[INSTRUCTIONS TO FOLLOW] Could you copy the entries below word for word, from the start of the entries up to and including the line containing "MULTIPOLYGON (((401 174, 415", leaving out the pictures?

[SUPPLIED RECORDS]
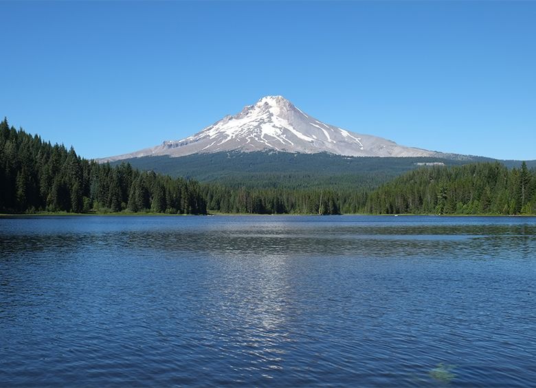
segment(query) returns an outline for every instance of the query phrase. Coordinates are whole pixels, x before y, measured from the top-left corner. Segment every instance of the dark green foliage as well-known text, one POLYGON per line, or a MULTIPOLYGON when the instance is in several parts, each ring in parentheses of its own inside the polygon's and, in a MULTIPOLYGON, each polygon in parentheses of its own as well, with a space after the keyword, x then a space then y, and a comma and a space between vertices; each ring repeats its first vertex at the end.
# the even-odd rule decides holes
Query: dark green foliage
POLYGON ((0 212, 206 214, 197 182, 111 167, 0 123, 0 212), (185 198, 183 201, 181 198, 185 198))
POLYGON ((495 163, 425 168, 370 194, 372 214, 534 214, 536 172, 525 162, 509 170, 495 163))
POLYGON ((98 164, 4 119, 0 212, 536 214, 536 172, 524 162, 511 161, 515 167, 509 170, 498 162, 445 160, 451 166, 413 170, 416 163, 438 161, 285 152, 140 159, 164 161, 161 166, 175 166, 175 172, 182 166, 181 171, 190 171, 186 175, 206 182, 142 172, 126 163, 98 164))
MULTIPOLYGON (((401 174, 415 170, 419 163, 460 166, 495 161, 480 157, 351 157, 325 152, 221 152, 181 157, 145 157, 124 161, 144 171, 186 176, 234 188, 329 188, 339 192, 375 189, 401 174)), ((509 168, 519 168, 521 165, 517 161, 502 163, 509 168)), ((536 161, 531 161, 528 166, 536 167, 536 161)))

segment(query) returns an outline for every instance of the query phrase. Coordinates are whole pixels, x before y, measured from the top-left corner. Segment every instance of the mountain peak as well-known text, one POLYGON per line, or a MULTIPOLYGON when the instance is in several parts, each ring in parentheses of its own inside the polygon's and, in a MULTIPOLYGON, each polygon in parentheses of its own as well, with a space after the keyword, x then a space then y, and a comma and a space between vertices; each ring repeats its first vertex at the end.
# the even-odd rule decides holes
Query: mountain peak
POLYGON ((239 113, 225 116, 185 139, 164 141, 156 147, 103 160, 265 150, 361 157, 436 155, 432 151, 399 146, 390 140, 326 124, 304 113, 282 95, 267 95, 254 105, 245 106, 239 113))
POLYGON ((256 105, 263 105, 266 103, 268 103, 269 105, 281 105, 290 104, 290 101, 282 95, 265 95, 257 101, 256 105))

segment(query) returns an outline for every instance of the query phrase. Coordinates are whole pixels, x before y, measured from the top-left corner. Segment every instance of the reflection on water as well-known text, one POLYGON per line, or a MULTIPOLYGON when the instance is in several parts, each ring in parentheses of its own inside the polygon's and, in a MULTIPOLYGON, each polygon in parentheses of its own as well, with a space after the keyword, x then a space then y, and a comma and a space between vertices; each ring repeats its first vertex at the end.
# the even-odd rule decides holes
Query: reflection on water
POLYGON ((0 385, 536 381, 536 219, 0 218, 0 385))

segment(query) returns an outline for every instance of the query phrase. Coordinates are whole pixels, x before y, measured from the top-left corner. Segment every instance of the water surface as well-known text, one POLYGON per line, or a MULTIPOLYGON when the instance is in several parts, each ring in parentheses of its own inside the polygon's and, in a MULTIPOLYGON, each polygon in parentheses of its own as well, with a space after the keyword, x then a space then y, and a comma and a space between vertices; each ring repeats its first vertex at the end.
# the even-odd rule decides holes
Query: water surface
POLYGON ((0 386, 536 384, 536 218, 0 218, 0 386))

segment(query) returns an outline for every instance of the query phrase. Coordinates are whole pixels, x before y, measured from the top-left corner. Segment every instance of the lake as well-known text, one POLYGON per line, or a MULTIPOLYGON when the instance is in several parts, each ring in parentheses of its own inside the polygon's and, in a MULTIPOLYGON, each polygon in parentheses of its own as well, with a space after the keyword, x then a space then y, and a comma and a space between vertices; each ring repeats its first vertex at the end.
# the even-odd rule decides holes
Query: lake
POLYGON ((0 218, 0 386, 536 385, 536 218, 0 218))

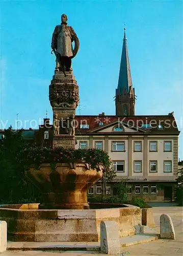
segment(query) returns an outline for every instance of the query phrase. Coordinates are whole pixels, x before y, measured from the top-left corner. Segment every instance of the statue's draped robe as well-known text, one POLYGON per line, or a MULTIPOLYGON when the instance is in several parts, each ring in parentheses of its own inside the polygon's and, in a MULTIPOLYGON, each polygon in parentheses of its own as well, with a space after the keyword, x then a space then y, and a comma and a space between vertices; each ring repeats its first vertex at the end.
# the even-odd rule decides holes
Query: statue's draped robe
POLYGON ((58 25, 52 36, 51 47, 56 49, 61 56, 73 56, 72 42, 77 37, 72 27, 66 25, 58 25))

[TASK RESPONSE]
segment(query) returns an outline for every instance of the query phrase. Coordinates are whole pixels, x before y, measured from the top-left corner. Segment every instance of the dark green foliage as well-known text, one POLYGON per line, or a MULTIPOLYGON when the instance is in several parts, each ring in parentheses of its own inside the polygon's and, in a MULTIPOLYGON, each polygon in parentheses of its own as well, with a space after the keyword, x then a space then y, and a comma and a space between vertices; each ring repeats its first vertex at the end.
# the even-odd rule decides holes
Query: dark green foliage
POLYGON ((0 212, 206 214, 197 182, 111 167, 0 123, 0 212), (185 198, 183 201, 181 198, 185 198))
POLYGON ((495 163, 425 168, 370 194, 372 214, 534 214, 536 172, 525 162, 509 170, 495 163))
POLYGON ((98 164, 4 119, 0 212, 536 214, 536 172, 524 162, 511 161, 515 167, 509 170, 498 162, 445 160, 451 166, 413 170, 416 163, 438 161, 285 152, 140 159, 164 161, 161 166, 175 166, 175 172, 182 166, 181 171, 190 171, 186 175, 206 182, 142 172, 126 163, 98 164))
MULTIPOLYGON (((401 174, 415 170, 419 163, 460 166, 495 161, 480 157, 351 157, 325 152, 221 152, 181 157, 145 157, 124 161, 144 171, 186 176, 234 188, 329 188, 339 192, 375 189, 401 174)), ((509 168, 519 168, 521 165, 517 161, 502 163, 509 168)), ((536 161, 531 161, 528 166, 536 167, 536 161)))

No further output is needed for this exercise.